> Tarefa proposta 1:
Responda, com base no texto sobre arte e senso crítico:
(a) Além da ignorância estética, que tipos de ignorância a ausência de arte cria?
(b) Quais formas de arte são citadas como exemplos?
(c) Em que os jovens estão cada vez mais imersos?
> Tarefa proposta 2:
Por favor, dê continuidade ao texto sobre arte e senso crítico a partir da última frase.

> Trecho fornecido:
═══

Quando a arte desaparece, o senso crítico vai junto. Estamos tão focados em exibir a vida perfeita, que nos esquecemos de perguntar se essa vida tem algum sentido. Seguimos gurus de auto-ajuda como se fossem os novos filósofos, e trocamos a reflexão por frases prontas, sem perceber que, quanto menos nos questionamos, mais manipuláveis nos tornamos. A ausência de arte não cria só ignorância estética. Cria uma ignorância política, social, emocional. Nos transforma em espectadores passivos de nós mesmos.
Será que os jovens estão perdendo a capacidade de se conectar verdadeiramente com a arte, de se deixar tocar pela beleza que transcende o superficial? Não quero soar como um nostálgico amargo, mas há algo de alarmante no som que não ecoa, no vazio que vibra por aí.
Os jovens, cada vez mais imersos no efêmero das redes sociais, parecem não perceber o quanto isso os empobrece. Porque a arte, seja música, seja literatura, teatro ou pintura, é o que nos humaniza. É o que nos ensina a sentir, a refletir, a questionar. Seremos, em um futuro próximo, uma sociedade raivosa, que reclama de tudo, que culpa o outro, que não sabe encontrar soluções para seus problemas. Talvez essa já seja a nossa realidade.

═══

> Seção de dados:
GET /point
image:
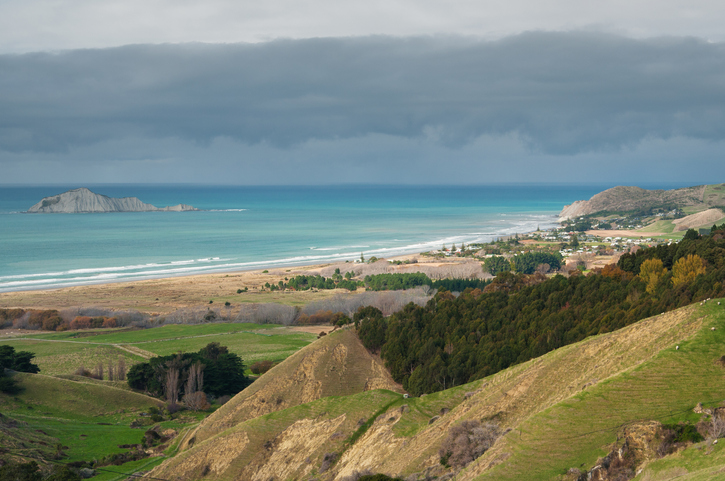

═══

> Resposta do exercício 1:
(a) Política, social e emocional.
(b) Música, literatura, teatro e pintura.
(c) No efêmero das redes sociais.

> Resposta do exercício 2:
Vamos, pouco a pouco, nos tornando pessoas insensíveis, donas de nossas verdades inconvenientes. O vazio intelectual é um câncer maligno, que deixa o espírito sem saída, e morre sem deixar pegadas.
Outro dia, numa conversa de bar, onde falávamos sobre grandes atores brasileiros, expressei a minha admiração, admiração não, sobre minha devoção ao gigante Paulo Autran. O maior ator brasileiro na minha modesta opinião. E, pasmem, um jovem, amigo de um amigo que disse minutos antes que desejava ser ator, não sabia, não fazia nenhuma ideia de que foi Paulo Autran.
Muito provavelmente ele conhece algum influencer, mas não conhece o maior ator da historia do Brasil! Desculpa, mas se um jovem deseja ser ator no Brasil, ele precisa saber quem foi Paulo Autran, Fernanda Montenegro, Maria Alice Vergueiro, Nathália Timberg, entre tantos outros. Ele precisa saber! Assim como um jovem que deseja ser artista plástico precisa saber quem foi Rembrandt ou Caravaggio. Sem isso, sem entender e nem conhecer a história dos grandes, parte-se de um princípio sem chão. É a velha casa muito engraçada, não tinha teto, não tinha nada…
Mas nem tudo está perdido, não é justo generalizar. Vejo, por outro lado, e essa sim, a verdadeira resistência, jovens que estão conectados, que são minoria, mas carregam em suas costas a esperança de que nem tudo esta perdido. Jovens que estudam, se interessam, que se questionam, questionam o mundo, sem essa mania irritante de querer ter razão. Que procuram soluções criativas, que desbravam as trilhas tortuosas do conhecimento.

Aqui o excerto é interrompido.